#### Teks Bacaan

Menurut Raden Suprijadi Rosjid, salah seorang keturunan Pangeran Jayakarta kakek moyangnya itu berhasil mengelabui tentara kompeni dengan melepas jubah dan sorbannya, yang lantas dibuang ke dalam sebuah sumur tua di Mangga Dua. Belanda yang menyangka Pangeran Jayakarta bersembunyi ke dalam sumur lantas menembaki jubah dan sorbannya itu. Mengira Pangeran Jayakarta telah tewas ke dalam sumur tua itu, Pasukan Belanda menghentikan pengejaran dan menimbun sumur itu dengan tanah. Sumur tersebut kini berada di Jalan Pangeran Jayakarta dan dikenal sebagai keramat Pangeran Jayakarta.

Masjid As-Salafiyah, Pusat Aktivitas Masyarakat
Melihat situasi yang tidak memungkinkan untuk kembali, Pangeran Jayakarta dan sisa pengikutnya meneruskan perjalanan terus ke selatan. Setelah beberapa lama berjalan, sampailah mereka ke sebuah hutan jati yang lebat. Untuk sementara mereka beristirahat di tepi sebuah sungai yang membelah hutan itu.  Sungai itu adalah Kali Sunter yang bermuara ke Teluk Jakarta.
Seterusnya Pangeran Jayakarta dan pengikutnya menetap dan membangun perkampungan baru di tempat itu. Perkampungan itu kemudian dinamakan Jatinegara Kaum. Jatinegara artinya negara yang sejati. Sedangkan kata kaum, menunjukkan bahwa mereka adalah golongan bangsawan. Setelah beberapa waktu lamanya, perkampungan kecil itu berkembang dengan hadirnya para pendatang lainnya.
Pada tahun 1620, Pangeran Jayakarta  membangun sebuh masjid yang berbentuk masjid kecil dengan empat tiang pokok dan satu cungkup (atap masjid). Lalu pada tahun 1700 Pangeran Sageri melakukan pemugaran. Pemugaran juga dilakukan oleh Tubagus Aya Kasim pada tahun 1884.

Dirahasiakan
Akan tetapi, selama tiga abad sejarah Masjid As-Salafiyah dirahasiakan rapat-rapat. Begitu juga dengan keberadaan makam Pangeran Jayakarta di masjid ini. Hal tersebut dilakukan untuk menjaga amanah dari Sang Pangeran.
“Pangeran Jayakarta berwasiat kepada keturunannya agar tidak memberitahukan keberadaannya baik saat ia hidup maupun meninggal kecuali jika Belanda sudah tidak berada di negeri ini,” kata Raden Rosjid yang mendapat amanah untuk meneruskan ‘estafet’ pemeliharaan makam dan masjid.

########

Daftar Tugas |
A. Tuliskan kembali bagian teks tentang Pangeran Jayakarta yang dibuka dengan kata-kata "Seterusnya Pangeran Jayakarta" dan ditutup dengan "pada tahun 1884.", lalu ubah "masjid kecil" menjadi "surau kecil".
B. Menurut teks tentang Pangeran Jayakarta, apa arti kata Jatinegara?
C. Lanjutkan teks tentang Pangeran Jayakarta mulai dari titik terakhir yang tercantum.
Catatan yang disajikan sesudah teks ini merupakan bahan tersendiri.

#### Informasi yang Disediakan

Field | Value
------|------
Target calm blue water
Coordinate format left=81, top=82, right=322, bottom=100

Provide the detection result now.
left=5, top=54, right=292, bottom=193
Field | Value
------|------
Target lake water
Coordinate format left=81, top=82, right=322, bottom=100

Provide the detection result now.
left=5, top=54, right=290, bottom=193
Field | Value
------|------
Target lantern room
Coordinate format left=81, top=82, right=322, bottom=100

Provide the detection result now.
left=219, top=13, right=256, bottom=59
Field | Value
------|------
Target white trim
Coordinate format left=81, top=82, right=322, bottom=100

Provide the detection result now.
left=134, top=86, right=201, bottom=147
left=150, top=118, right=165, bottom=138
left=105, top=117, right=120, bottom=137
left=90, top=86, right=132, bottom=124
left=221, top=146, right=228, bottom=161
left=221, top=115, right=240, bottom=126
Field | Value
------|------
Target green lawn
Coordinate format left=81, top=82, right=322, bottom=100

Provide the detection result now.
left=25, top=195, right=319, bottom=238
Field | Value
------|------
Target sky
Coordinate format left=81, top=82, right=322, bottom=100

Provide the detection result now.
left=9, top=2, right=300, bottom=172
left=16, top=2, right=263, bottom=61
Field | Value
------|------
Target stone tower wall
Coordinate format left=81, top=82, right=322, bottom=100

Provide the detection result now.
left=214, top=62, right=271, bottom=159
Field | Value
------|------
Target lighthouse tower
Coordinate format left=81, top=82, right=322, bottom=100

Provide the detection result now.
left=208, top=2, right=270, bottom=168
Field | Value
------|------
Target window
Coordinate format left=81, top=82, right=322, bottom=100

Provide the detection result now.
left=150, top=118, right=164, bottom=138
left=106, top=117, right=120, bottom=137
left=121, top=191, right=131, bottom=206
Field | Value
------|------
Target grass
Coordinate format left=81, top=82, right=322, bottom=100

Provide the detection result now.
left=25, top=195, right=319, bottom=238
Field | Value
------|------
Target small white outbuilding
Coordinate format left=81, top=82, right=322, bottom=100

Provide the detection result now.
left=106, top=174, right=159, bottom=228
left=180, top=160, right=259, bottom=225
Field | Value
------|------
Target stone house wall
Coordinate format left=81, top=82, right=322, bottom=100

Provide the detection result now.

########

Jawaban Tiap Tugas |
A.
Seterusnya Pangeran Jayakarta dan pengikutnya menetap dan membangun perkampungan baru di tempat itu. Perkampungan itu kemudian dinamakan Jatinegara Kaum. Jatinegara artinya negara yang sejati. Sedangkan kata kaum, menunjukkan bahwa mereka adalah golongan bangsawan. Setelah beberapa waktu lamanya, perkampungan kecil itu berkembang dengan hadirnya para pendatang lainnya.
Pada tahun 1620, Pangeran Jayakarta  membangun sebuh masjid yang berbentuk surau kecil dengan empat tiang pokok dan satu cungkup (atap masjid). Lalu pada tahun 1700 Pangeran Sageri melakukan pemugaran. Pemugaran juga dilakukan oleh Tubagus Aya Kasim pada tahun 1884.

B. Negara yang sejati.

C.
Wasiat tersebut dijaga ketat oleh pada keluarga maupun keturunan yang merupakan amanah dari Pangeran Jayakarta semasa hidup. Bahkan untuk menjaga wasiat Pangeran Jayakarta, keturunan Pangeran Jayakarta tidak menikah dengan orang lain di luar keluarga Pangeran Jayakarta. Mereka pun memberikan tanggung jawab memelihara mereka menjaga masjid dan makamnya secara turun temurun.
Akibatnya, hanya mereka yang tahu bahwa Pangeran Jayakarta dimakamkan di tempat ini. Orang di luar keturunannya mengira makam Pangeran Jayakarta ada di Mangga Dua, tempat dimana Belanda menyangka ia tewas dahulu.
Setelah Indonesia merdeka tepatnya pada tahun 1960-an, barulah keturunan Pangeran Jayakarta memberitahu kepada masyarakat bahwa keberadaan makam Pangeran Jayakarta yang sebenarnya ada di Masjid As-Salafiyah. Kini, masjid Assalafiyah ditetapkan menjadi cagar budaya dan suaka peninggalan sejarah. Pengelolaannya berada di bawah Dinas Kebudayaan dan Permuseuman DKI Jakarta.
Rosjid yang tadinya adalah pengusaha mebel rela menomorduakan usahanya demi menjalankan amanah sebagai juru pelihara masjid dan makam. Pria dengan delapan anak dan tiga cucu ini lebih banyak mengandalkan pendapatan dari honor sebagai juru pelihara masjid dan makam. Lagipula, di usianya yang menginjak 58 tahun ia merasa sudah saatnya ia pensiun dari usaha mebelnya.
Rosjid mengatakan, perhatian Pemerintah kepada keberadaan bangunan bersejarah ini sudah baik. “Setiap Gubernur pasti memasukkan anggaran untuk pemugaran Masjid Assalafiyah di setiap periodenya”, ujarnya.
Keluarga Jatinegara Kaum sendiri juga secara swadaya melakukan pemugaran pada tahun 1933. Setelah merdeka, pemerintah mulai mengambil alih urusan pemugaran ini. Pada tahun 1968 Gubernur Ali Sadikin melakukan pemugaran yang cukup besar. Masjid Assalafiyah diperluas ke belakang, lalu dibangun dua lantai, dan dibangun menara baru.
Pada masa kepemimpinan Gubernur Surjadi Sudirdja, Pemprov DKI Jakarta sempat memugar masjid ini sebanyak dua kali, yaitu pada periode 1992-1993 dan periode 1994-1995. Masjid ini terakhir kali dipugar oleh Gubernur Sutiyoso pada periode 2003-2004.
Walaupun sudah banyak dipugar, bangunan Masjid Assalafiyah masih sangat mempertahankan keasliannya, yaitu bangunan asli yang terdiri dari empat pokok, masih dipertahankan dari mulai pokok dari kayu jati hingga atapnya. Bahkan gentingnya pun masih asli.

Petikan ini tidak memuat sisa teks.